INSTRUÇÃO:
Reproduza todas as linhas a seguir sem nenhuma alteração.

== LINHAS DE ORIGEM

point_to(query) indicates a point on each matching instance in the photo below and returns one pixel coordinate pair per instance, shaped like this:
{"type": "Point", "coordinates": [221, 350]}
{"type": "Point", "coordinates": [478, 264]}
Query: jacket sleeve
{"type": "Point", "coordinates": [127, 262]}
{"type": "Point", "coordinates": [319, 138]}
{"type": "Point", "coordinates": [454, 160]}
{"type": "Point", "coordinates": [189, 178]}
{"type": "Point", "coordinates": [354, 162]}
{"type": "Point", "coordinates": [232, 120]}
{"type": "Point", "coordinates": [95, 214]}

====

RESPOSTA ESPERADA:
point_to(query) indicates a point on each matching instance in the photo below and returns one pixel coordinate pair per instance, shaped like this:
{"type": "Point", "coordinates": [221, 350]}
{"type": "Point", "coordinates": [478, 264]}
Query: jacket sleeve
{"type": "Point", "coordinates": [127, 262]}
{"type": "Point", "coordinates": [319, 138]}
{"type": "Point", "coordinates": [454, 160]}
{"type": "Point", "coordinates": [189, 178]}
{"type": "Point", "coordinates": [354, 162]}
{"type": "Point", "coordinates": [232, 120]}
{"type": "Point", "coordinates": [95, 214]}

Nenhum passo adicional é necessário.